Turn the part of the rows that opens with the line containing "Highlight lake water." and runs through the end of the rows into a Markdown table with the columns Row Number and Line, leaving out blank lines. Include both ends and nothing else.

Object detection data
--- start ---

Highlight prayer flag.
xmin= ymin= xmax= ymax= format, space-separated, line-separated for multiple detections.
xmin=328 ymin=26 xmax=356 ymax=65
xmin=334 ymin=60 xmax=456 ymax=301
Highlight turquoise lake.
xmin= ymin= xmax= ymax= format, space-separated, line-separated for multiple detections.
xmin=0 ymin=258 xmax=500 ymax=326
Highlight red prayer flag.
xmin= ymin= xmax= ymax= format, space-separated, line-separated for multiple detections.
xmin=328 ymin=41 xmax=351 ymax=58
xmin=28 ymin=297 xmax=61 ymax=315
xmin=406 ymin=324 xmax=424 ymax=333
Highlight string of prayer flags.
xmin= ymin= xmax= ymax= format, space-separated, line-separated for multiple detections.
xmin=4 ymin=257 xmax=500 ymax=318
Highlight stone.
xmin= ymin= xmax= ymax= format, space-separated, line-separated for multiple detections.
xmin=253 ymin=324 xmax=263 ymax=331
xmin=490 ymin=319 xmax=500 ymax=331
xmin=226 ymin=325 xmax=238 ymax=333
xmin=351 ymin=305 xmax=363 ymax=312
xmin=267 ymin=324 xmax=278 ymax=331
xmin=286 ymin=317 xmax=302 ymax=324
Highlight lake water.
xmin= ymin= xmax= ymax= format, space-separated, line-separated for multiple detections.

--- end ---

**TASK RESULT:**
| Row Number | Line |
|---|---|
| 1 | Highlight lake water. |
| 2 | xmin= ymin= xmax= ymax= format, space-separated, line-separated for multiple detections. |